Region pointing data:

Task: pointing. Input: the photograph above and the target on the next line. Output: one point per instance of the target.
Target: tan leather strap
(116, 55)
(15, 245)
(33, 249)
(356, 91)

Task statement: When you transcribe the records above, keep every line exactly the same.

Exercise response:
Task: pointing. Input: the photograph above and the target on the next line. Output: one point per instance of the target.
Target: tan leather strap
(116, 55)
(15, 245)
(33, 249)
(356, 91)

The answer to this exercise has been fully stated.